PROBLEM STATEMENT: Needed from the entries below: every line that holds the word "throw".
RECORDS FOR PROCESSING Start Marker
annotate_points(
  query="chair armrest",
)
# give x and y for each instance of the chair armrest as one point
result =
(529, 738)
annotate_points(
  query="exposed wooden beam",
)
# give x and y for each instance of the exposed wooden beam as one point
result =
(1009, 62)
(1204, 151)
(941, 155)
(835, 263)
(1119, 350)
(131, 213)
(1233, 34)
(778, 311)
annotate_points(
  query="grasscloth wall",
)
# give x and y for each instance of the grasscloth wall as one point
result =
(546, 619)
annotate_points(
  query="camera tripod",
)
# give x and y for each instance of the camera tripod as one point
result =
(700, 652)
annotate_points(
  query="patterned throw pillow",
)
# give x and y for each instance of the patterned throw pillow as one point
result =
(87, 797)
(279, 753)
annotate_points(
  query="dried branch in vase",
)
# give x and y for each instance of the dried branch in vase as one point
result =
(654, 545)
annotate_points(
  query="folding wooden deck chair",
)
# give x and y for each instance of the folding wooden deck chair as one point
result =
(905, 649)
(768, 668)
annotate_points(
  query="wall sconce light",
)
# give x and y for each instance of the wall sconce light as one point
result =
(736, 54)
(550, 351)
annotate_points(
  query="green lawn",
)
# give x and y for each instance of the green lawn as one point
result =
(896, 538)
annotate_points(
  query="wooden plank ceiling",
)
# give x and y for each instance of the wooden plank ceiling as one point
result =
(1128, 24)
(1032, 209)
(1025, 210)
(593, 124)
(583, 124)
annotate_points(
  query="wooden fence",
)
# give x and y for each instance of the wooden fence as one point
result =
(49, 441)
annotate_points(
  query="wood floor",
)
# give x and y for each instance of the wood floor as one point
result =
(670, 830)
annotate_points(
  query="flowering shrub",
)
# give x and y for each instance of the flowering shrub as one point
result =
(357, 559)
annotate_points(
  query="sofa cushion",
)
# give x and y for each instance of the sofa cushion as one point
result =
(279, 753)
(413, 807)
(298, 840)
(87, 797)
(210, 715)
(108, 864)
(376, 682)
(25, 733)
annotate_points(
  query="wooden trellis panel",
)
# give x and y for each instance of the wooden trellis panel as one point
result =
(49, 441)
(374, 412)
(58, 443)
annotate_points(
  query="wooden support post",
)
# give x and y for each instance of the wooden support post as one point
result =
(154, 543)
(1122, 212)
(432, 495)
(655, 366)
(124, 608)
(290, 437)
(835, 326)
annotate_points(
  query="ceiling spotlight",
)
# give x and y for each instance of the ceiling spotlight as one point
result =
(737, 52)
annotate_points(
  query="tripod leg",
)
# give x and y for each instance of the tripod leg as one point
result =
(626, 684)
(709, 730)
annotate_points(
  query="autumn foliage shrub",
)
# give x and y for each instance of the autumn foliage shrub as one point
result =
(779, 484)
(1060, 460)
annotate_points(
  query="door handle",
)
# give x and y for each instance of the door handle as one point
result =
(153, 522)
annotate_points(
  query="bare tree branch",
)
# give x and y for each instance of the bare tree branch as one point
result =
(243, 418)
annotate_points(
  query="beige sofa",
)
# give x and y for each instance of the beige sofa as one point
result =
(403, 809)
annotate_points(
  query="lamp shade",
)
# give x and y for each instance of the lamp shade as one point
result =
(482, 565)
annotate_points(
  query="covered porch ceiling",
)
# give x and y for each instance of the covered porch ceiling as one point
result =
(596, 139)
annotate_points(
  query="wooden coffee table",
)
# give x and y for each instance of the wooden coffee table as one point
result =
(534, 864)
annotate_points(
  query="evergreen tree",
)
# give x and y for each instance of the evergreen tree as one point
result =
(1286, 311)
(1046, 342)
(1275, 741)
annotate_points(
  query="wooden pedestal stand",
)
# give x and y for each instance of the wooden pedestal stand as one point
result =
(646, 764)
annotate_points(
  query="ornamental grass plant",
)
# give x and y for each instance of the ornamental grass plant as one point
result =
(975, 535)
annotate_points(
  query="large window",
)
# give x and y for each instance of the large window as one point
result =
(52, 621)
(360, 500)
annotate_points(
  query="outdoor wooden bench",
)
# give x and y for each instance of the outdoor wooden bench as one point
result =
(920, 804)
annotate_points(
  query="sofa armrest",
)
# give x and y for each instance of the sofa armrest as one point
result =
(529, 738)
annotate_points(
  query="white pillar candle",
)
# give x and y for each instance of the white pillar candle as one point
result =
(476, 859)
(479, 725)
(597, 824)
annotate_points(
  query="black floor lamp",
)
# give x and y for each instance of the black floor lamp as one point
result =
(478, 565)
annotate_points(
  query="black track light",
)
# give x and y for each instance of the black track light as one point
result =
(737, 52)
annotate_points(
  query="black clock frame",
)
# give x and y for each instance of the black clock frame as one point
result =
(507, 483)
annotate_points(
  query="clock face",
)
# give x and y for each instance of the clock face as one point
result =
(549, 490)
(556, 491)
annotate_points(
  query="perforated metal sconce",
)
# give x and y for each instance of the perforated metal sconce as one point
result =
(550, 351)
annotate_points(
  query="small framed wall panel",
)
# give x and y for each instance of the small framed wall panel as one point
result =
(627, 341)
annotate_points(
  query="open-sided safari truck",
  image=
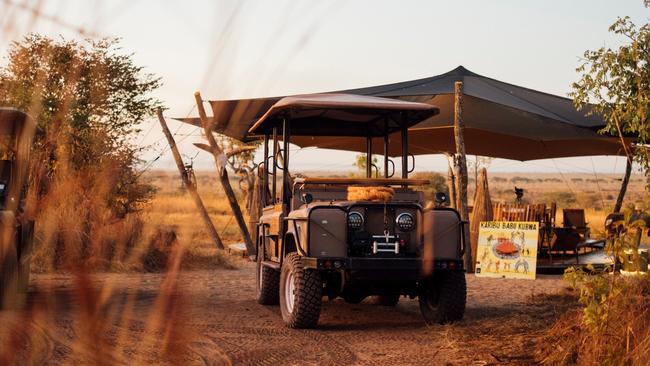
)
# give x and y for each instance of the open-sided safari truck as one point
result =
(16, 134)
(358, 237)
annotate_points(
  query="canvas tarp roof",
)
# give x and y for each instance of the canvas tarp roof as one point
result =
(501, 120)
(338, 114)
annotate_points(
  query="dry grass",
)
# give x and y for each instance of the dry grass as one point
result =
(623, 340)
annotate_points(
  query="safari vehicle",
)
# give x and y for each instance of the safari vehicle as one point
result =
(358, 237)
(16, 134)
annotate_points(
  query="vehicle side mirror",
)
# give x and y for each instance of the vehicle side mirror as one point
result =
(441, 198)
(306, 198)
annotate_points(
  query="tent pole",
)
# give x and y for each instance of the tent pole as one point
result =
(461, 168)
(191, 187)
(368, 157)
(451, 180)
(626, 180)
(386, 147)
(220, 162)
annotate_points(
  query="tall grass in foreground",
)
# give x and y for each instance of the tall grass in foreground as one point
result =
(78, 234)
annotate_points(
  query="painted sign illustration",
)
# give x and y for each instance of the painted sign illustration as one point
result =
(507, 249)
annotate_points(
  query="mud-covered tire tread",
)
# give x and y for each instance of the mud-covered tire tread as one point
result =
(452, 298)
(388, 300)
(354, 298)
(269, 291)
(308, 294)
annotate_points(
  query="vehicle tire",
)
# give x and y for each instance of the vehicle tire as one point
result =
(388, 300)
(354, 297)
(442, 297)
(301, 292)
(268, 284)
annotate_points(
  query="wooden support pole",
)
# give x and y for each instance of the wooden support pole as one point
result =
(626, 181)
(461, 167)
(220, 161)
(191, 188)
(451, 181)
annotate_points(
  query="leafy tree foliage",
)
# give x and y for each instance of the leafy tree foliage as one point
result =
(88, 99)
(617, 81)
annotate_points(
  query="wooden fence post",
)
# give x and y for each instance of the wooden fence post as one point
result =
(461, 167)
(191, 187)
(220, 160)
(626, 180)
(451, 180)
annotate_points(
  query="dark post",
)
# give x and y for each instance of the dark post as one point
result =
(369, 157)
(274, 190)
(220, 160)
(461, 166)
(626, 181)
(191, 188)
(265, 171)
(286, 180)
(405, 151)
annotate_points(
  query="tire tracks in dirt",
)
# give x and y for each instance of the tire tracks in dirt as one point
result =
(271, 346)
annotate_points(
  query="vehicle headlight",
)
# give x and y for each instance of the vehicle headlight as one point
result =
(405, 221)
(355, 220)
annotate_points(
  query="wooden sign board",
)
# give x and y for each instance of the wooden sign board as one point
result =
(507, 249)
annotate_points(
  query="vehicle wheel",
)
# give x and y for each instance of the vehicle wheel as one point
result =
(388, 300)
(354, 297)
(301, 292)
(268, 284)
(442, 297)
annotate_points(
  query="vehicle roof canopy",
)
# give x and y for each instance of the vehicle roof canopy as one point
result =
(338, 114)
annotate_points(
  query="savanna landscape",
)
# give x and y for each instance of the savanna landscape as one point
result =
(106, 257)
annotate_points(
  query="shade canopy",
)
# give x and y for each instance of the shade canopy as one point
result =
(501, 120)
(336, 114)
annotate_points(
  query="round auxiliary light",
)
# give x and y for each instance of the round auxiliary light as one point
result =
(405, 221)
(355, 220)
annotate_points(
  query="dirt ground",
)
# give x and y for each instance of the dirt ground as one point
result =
(220, 323)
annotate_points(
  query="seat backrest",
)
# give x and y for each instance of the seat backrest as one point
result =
(574, 217)
(518, 212)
RECORDS FOR PROCESSING End Marker
RESPONSE TO THIS EXERCISE:
  query="patterned throw pillow",
# give x and y for each instance of the patterned throw pillow as one point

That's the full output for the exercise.